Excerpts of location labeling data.
* * *
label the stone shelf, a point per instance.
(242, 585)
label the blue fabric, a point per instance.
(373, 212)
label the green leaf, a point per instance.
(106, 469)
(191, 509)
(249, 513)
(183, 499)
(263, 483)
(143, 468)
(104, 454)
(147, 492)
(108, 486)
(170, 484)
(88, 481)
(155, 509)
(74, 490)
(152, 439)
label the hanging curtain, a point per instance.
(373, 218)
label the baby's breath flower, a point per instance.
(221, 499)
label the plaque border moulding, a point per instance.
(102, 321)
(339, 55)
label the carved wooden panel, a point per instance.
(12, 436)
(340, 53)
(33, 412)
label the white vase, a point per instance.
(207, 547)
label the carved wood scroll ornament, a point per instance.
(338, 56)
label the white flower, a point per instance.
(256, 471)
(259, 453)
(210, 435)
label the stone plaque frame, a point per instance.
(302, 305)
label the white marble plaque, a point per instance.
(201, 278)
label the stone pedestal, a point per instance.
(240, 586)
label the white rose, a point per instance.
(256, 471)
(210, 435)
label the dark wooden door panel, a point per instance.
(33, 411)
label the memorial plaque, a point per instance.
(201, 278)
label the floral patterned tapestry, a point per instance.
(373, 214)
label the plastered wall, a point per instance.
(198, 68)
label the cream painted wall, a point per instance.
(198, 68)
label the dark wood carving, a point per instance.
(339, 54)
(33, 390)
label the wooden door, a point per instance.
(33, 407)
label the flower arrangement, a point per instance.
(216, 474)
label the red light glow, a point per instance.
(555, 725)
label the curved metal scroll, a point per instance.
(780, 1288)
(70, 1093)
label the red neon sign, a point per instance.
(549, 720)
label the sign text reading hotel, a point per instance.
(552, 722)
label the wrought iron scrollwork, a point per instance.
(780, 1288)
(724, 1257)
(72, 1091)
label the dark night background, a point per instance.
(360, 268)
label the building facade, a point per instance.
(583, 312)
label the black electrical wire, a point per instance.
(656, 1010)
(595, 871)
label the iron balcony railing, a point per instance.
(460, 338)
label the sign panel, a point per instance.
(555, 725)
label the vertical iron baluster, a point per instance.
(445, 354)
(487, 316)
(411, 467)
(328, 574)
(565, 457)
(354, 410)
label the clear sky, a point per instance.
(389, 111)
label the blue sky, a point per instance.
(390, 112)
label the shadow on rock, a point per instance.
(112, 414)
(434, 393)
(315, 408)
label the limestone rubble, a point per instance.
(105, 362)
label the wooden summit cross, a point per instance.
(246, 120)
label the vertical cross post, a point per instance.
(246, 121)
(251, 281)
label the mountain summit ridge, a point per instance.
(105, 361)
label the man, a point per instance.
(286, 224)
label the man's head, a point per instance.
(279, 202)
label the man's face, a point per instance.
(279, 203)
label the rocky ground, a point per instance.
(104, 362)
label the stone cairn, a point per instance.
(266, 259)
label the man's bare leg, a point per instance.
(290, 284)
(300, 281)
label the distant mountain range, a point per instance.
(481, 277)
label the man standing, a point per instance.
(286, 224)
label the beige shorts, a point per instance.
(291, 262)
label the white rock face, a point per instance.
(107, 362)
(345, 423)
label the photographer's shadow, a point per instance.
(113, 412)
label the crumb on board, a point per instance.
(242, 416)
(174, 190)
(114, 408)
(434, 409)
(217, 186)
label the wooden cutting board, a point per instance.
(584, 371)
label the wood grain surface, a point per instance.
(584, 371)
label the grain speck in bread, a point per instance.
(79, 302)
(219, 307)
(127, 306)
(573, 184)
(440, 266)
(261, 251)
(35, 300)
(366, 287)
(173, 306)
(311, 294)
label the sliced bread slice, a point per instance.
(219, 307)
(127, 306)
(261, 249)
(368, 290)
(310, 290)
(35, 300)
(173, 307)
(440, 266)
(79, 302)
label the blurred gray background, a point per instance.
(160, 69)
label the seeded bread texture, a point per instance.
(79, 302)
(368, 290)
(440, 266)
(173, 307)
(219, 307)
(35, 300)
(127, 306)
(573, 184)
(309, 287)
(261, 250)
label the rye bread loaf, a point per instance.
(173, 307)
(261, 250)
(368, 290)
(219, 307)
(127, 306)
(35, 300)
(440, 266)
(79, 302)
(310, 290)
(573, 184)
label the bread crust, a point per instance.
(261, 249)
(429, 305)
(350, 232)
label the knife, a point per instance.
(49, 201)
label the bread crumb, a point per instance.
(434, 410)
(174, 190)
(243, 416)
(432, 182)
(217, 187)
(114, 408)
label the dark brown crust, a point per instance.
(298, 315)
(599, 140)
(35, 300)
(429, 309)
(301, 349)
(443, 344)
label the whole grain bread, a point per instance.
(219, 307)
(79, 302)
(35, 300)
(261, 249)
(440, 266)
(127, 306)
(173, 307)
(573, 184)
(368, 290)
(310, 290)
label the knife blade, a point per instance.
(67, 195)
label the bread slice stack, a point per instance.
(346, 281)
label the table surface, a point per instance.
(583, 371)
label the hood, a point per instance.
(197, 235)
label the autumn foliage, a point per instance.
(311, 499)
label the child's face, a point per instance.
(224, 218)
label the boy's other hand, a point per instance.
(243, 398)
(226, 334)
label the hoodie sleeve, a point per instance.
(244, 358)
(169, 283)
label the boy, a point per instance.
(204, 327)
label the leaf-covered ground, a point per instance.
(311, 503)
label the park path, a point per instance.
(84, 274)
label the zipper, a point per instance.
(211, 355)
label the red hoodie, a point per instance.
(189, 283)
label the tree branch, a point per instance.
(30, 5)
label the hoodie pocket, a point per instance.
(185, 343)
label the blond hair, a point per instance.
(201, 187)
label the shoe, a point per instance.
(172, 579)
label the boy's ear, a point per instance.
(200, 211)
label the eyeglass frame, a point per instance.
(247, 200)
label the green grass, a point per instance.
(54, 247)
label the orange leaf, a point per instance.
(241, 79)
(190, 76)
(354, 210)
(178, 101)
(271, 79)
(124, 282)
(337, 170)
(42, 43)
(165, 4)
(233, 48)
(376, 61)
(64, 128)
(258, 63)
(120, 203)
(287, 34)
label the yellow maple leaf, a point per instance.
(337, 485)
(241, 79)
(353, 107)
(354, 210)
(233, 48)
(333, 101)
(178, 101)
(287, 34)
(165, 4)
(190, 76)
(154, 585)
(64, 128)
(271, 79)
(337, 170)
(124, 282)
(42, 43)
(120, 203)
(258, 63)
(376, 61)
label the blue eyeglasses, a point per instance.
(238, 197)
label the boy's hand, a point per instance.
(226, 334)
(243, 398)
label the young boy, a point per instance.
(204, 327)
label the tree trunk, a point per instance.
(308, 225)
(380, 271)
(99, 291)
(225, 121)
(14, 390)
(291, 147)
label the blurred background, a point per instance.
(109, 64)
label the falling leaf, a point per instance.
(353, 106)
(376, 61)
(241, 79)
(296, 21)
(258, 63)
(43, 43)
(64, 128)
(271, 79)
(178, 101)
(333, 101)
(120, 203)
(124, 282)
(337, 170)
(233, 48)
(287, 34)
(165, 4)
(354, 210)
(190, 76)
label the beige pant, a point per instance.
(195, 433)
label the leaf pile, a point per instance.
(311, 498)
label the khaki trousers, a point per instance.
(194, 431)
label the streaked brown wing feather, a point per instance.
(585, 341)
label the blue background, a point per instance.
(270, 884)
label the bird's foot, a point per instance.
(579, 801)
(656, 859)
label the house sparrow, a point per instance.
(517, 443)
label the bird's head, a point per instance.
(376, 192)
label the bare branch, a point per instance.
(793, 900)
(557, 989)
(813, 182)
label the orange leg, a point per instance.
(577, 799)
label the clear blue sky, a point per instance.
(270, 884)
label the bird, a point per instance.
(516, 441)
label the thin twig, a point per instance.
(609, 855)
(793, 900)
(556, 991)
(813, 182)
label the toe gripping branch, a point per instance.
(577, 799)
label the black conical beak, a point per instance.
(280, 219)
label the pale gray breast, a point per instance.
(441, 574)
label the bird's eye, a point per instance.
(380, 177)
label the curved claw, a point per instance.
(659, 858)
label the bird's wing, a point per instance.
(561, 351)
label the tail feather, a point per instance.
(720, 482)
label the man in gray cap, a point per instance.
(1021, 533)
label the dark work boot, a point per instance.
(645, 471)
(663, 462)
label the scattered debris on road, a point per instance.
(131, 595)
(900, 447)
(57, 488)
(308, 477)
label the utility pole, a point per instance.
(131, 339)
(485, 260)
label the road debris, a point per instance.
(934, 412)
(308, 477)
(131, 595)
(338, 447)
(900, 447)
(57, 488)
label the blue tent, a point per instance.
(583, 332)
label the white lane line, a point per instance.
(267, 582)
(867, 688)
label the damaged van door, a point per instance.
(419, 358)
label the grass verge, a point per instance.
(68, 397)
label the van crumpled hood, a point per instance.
* * *
GOAL.
Copy exactly the line containing "label the falling leaf, a point per instance." and every line after it, ending with the last line of the records above.

TASK SOLUTION.
label the falling leaf, a point per instance.
(353, 106)
(376, 61)
(241, 79)
(296, 21)
(258, 63)
(43, 43)
(64, 128)
(271, 79)
(178, 101)
(333, 101)
(120, 203)
(124, 282)
(337, 170)
(233, 48)
(287, 34)
(165, 4)
(354, 210)
(190, 76)
label the beige pant, a point per instance.
(195, 433)
label the leaf pile, a point per instance.
(311, 498)
label the khaki trousers, a point per instance.
(194, 431)
label the streaked brown wing feather, a point per instance.
(585, 341)
label the blue background, a point per instance.
(270, 884)
label the bird's foot, a point per instance.
(579, 801)
(656, 859)
label the house sparrow, a point per instance.
(517, 443)
label the bird's head, a point per instance.
(376, 192)
label the bare branch, a point per instance.
(793, 900)
(557, 989)
(813, 182)
label the orange leg, a point per instance.
(577, 799)
label the clear blue sky, a point per instance.
(270, 884)
label the bird, a point per instance.
(516, 441)
label the thin twig, a point per instance.
(609, 855)
(793, 900)
(556, 991)
(813, 182)
label the toe gripping branch, a point per instance.
(577, 799)
label the black conical beak, a point per instance.
(280, 219)
label the pale gray breast, a point per instance.
(441, 574)
label the bird's eye, a point per instance.
(380, 177)
label the curved claw, a point per instance.
(659, 858)
label the bird's wing, a point per instance.
(561, 351)
label the tail feather, a point per instance.
(720, 482)
label the man in gray cap, a point per instance.
(1021, 533)
label the dark work boot, a point per instance.
(645, 471)
(663, 462)
label the scattered debris on road, a point per instance.
(131, 595)
(900, 447)
(57, 488)
(308, 477)
label the utility pole, a point per instance.
(131, 339)
(485, 260)
label the road debris, a point per instance.
(934, 412)
(308, 477)
(131, 595)
(338, 447)
(900, 447)
(57, 488)
label the blue tent, a point per instance.
(583, 332)
label the white lane line, a point per instance.
(267, 582)
(867, 688)
label the damaged van door, a point per instance.
(419, 358)
label the grass verge, a point per instance.
(68, 397)
label the van crumpled hood, a point per instance.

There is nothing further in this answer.